Since it is difficult to analyze the security of this or that country simultaneously in the space of ten global threats, to make the research more convenient and demonstrative we use the Principal Component Analysis (PCA). This method makes it possible to reduce analysis of many properties to some hidden factors determining these properties. In this case the security of a country may be presented in a simplified form not by all ten global threats, but some most significant factors.

2. Application of the principal component method for the analysis of the impact of global threats totality on sustainable development

The example of sustainable development global simulation (System Analysis and Decisions, The example of sustainable development global simulation, 2009) presents global threats and degree of their impact on different countries. Let us format table 1 in the form of the initial data matrix, $\normalsize X^m_N, N=106, m=10$ , in such a way that its lines $\normalsize X_i, i=\bar {1,N}$ correspond to the analyzed countries, and the columns $\normalsize X_j, j=\bar {1,m}$ contain the values of threats (indicators) $\normalsize PX_k, k=\bar {1,N}, m=10$ . Then, for each country there will be the corresponding vector $\normalsize X_i=\langle x_i^1, x_i^2, \ldots , x_i^m \rangle$ of threats values (the upper index corresponds to the threat’s ordinal number).

Data supplied ::
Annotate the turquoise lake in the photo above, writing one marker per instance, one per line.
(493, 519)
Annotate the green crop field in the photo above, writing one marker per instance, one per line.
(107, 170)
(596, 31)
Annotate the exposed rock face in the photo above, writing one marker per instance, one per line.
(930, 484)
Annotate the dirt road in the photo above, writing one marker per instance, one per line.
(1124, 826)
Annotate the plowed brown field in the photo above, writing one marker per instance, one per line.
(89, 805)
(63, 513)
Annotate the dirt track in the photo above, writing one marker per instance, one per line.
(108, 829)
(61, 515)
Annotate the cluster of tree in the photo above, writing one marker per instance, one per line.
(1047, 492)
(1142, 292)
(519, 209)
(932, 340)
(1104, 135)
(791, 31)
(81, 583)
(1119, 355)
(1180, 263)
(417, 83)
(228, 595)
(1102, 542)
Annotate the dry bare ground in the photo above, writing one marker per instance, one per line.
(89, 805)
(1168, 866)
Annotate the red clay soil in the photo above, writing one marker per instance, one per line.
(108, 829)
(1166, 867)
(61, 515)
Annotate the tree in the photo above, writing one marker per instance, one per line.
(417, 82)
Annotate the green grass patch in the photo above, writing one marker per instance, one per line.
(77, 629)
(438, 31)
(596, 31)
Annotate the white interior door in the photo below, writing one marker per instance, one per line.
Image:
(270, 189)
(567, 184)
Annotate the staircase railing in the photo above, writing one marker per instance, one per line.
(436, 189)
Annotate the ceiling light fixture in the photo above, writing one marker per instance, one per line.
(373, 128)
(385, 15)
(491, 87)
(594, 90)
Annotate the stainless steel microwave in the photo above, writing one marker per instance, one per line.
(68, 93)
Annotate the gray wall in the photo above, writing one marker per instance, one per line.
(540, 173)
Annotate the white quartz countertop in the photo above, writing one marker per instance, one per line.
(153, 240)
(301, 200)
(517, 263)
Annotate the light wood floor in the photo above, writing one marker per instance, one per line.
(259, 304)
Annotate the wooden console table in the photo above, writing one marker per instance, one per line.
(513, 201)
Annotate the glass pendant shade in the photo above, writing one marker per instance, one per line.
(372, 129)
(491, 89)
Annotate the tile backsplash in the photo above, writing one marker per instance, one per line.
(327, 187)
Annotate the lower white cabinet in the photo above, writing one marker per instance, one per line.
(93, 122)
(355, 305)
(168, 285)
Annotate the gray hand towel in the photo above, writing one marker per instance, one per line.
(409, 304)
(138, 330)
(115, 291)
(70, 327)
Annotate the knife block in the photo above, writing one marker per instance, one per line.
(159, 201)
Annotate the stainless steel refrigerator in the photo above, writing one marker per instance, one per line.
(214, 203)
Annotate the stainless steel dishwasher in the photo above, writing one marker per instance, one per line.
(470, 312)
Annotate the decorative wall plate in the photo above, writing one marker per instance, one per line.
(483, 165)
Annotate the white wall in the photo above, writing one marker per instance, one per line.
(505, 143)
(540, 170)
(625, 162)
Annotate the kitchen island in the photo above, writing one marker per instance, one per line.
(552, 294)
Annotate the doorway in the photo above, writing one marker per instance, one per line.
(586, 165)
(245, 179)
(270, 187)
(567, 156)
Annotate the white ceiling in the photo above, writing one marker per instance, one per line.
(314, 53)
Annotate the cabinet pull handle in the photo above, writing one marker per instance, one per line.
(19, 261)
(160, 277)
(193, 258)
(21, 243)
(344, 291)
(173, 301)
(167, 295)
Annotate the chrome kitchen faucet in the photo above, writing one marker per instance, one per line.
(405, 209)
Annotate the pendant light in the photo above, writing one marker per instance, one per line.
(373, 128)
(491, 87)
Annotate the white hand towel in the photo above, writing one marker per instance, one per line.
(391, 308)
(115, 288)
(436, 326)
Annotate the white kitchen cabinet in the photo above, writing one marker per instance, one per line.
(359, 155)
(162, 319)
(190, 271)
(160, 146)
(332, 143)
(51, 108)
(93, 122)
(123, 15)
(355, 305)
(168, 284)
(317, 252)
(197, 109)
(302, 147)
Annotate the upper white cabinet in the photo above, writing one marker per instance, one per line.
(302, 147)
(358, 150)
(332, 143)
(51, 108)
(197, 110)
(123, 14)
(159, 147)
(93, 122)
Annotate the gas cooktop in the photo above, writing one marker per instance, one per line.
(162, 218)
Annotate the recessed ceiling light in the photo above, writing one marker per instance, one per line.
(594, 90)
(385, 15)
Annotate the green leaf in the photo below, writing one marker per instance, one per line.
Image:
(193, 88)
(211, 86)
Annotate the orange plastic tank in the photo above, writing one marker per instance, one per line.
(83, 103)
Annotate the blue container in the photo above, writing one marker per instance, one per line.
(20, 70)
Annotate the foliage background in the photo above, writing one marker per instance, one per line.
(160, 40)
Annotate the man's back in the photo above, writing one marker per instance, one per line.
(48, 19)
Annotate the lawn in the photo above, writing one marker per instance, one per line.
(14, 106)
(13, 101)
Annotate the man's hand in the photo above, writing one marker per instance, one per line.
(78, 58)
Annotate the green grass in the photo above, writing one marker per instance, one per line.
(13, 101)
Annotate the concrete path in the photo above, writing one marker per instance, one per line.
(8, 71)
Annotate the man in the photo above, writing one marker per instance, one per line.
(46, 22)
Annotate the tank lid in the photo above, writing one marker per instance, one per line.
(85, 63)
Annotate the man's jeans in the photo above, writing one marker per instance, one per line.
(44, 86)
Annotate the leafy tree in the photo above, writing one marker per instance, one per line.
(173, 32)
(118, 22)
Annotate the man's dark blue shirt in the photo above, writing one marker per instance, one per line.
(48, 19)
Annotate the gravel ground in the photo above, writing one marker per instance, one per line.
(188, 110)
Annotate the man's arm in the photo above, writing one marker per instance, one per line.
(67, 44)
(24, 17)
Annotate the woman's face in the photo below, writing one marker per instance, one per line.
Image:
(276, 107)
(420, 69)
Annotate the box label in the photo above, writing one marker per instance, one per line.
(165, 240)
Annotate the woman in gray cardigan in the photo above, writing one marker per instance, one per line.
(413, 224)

...

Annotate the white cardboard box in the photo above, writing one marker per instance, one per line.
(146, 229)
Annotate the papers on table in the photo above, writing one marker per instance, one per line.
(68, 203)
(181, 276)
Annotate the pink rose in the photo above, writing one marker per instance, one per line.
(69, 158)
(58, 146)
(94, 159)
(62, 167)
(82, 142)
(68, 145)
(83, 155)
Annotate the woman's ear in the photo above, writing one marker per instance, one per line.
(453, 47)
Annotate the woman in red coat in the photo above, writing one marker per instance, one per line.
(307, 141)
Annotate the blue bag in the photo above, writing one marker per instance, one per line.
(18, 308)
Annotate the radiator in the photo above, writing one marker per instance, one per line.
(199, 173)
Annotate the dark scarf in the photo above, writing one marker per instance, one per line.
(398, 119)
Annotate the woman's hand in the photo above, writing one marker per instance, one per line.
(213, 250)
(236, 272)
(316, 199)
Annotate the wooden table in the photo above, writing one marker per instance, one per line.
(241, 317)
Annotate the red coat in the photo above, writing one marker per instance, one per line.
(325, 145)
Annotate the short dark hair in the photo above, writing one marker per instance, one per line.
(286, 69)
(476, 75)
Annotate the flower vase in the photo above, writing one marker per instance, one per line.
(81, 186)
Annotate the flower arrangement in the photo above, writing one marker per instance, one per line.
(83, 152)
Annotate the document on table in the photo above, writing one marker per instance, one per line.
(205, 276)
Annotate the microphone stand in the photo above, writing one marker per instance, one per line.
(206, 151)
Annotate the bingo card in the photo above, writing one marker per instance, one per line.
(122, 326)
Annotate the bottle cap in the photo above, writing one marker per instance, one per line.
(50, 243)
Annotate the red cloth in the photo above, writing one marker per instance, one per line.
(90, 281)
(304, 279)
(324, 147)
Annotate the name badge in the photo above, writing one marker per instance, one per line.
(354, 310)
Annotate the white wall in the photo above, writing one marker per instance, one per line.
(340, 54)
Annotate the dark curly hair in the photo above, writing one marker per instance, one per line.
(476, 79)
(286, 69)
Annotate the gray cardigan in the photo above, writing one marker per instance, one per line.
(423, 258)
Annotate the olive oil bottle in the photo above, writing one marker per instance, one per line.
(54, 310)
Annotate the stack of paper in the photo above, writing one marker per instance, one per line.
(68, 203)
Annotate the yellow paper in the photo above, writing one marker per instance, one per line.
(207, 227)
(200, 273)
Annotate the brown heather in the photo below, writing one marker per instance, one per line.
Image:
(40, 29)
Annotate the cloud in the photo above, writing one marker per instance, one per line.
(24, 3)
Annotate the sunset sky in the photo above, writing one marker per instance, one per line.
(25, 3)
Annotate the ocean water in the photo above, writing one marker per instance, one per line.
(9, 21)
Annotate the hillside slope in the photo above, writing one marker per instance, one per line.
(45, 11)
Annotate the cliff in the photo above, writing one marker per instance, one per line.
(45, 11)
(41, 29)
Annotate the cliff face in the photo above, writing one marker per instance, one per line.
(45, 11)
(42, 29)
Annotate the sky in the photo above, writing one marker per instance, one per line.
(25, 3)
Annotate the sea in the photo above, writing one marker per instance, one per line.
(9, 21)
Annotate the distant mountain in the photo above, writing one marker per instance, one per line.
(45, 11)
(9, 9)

...

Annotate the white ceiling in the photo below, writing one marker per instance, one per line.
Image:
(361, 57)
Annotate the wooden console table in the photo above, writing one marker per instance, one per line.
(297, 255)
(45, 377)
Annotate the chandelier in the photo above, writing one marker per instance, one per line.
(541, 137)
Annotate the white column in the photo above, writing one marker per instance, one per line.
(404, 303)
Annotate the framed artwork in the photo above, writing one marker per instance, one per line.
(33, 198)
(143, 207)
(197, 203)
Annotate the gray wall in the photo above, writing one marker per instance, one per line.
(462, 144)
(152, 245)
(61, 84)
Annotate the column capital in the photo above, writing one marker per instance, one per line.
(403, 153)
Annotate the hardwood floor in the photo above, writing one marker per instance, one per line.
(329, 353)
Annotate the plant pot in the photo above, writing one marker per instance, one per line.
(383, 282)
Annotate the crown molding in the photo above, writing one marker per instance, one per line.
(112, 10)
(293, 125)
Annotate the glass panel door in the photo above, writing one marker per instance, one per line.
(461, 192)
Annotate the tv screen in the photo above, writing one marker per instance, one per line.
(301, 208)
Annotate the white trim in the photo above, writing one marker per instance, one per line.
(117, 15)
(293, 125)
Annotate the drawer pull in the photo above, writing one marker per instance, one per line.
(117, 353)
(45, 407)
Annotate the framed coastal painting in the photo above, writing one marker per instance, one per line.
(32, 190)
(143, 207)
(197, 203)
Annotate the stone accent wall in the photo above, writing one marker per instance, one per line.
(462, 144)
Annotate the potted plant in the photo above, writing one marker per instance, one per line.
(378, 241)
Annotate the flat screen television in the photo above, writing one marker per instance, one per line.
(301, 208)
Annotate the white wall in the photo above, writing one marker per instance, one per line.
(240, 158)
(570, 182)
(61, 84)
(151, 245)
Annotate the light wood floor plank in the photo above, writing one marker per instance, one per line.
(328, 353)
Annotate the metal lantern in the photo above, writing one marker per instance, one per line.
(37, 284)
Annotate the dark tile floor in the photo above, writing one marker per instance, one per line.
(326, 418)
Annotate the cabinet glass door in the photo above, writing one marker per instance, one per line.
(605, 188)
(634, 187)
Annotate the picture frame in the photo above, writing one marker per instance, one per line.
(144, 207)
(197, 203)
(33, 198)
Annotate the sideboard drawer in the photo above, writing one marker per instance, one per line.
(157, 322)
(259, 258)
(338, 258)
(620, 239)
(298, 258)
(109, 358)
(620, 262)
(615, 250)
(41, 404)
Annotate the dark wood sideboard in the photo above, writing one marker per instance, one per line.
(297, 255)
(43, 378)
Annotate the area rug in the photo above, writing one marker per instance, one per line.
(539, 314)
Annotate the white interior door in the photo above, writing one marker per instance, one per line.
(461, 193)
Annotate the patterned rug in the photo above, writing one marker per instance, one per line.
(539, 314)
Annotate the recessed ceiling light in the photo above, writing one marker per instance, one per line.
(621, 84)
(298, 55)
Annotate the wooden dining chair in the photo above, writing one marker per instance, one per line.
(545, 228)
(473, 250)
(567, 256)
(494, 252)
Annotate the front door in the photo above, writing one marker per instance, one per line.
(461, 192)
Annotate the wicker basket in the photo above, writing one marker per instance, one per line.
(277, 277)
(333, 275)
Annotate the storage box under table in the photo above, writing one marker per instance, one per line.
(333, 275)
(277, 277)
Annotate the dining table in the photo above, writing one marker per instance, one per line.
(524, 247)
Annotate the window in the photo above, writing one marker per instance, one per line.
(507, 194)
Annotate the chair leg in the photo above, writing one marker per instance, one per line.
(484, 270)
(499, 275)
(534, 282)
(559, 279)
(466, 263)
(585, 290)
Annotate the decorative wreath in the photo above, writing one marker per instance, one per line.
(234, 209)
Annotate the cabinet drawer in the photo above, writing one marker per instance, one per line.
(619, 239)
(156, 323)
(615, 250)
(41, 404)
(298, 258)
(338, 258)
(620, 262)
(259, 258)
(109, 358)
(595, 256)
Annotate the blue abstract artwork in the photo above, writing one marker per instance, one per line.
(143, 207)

Exercises ::
**1.** Filter the records down to every line that contains the string "cliff", matching case exactly, and copy those lines.
**2.** Carry on the excerpt on principal component analysis of global threats from the point where it stops.
The records are unrelated to the excerpt on applying principal component analysis to global threats.

Answers below ::
**1.**
Annotate the cliff in the photo above, writing one marker per instance, one per line.
Annotate the cliff face in the photo above, writing one marker per instance, one per line.

**2.**
The purpose of the given study conducted with application of the principal component method is finding out and interpreting latent common factors with simultaneous goal to minimize both their number and the degree of dependence $\normalsize PX_i$ on their specific residual random components. Suppose that each threat $\normalsize PX_i$ is a result of impact $\normalsize m'$ of hypothetical and one characteristic factor (Lindsay I. Smith, 2002): $\normalsize PX_i=\large \sum_{j=1}^{m'} \normalsize q_j^i \cdot F_j + e_i, i=\bar {1,m}$ , where $\normalsize q_j^i$ – factor loadings; $\normalsize F_j$ – factors to be defined; $\normalsize e_i$ – characteristic factor for the i-th initial feature representing independent random value with zero mathematical expectation and finite variance.

The expression for $\normalsize PX_i$ may be presented in matrix form:

$\normalsize X_N^m=V \cdot Q^T +E$

(1)

where $\normalsize V$ – matrix of factor scores; $\normalsize Q$ – matrix of factor loadings; $\normalsize E$ – matrix of residuals.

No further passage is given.